**To do**: Retype each record shown below, leaving every character as it is.

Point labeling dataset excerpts

* * * * *

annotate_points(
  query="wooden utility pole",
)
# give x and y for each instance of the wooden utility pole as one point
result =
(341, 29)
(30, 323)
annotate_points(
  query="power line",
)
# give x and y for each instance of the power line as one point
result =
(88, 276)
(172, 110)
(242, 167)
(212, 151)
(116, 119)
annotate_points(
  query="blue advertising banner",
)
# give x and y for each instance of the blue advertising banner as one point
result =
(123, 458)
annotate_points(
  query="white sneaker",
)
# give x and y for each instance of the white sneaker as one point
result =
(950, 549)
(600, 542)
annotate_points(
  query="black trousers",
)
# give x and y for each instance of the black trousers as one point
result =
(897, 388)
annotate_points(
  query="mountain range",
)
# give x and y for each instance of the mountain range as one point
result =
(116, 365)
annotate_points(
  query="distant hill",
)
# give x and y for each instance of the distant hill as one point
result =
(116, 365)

* * * * *

**Reply**:
annotate_points(
  query="wooden utility pole",
)
# give x and y for each instance of the wooden utility pole as one point
result =
(341, 29)
(30, 323)
annotate_points(
  query="power line",
)
# give x and y for each instance of the power line as one point
result =
(88, 276)
(172, 110)
(242, 167)
(212, 151)
(116, 119)
annotate_points(
  query="blue advertising banner",
)
# give x and y for each instance of the blue advertising banner as one point
result =
(123, 458)
annotate_points(
  query="white sneaker",
)
# give x and y for each instance of the white sneaker as one point
result =
(950, 549)
(600, 542)
annotate_points(
  query="black trousers",
)
# give x and y for each instance of the black trousers as one point
result =
(897, 388)
annotate_points(
  query="mountain range",
)
# give x and y for each instance of the mountain range as one point
result =
(116, 365)
annotate_points(
  query="distant hill",
)
# give x and y for each instance of the distant hill as one point
result =
(116, 365)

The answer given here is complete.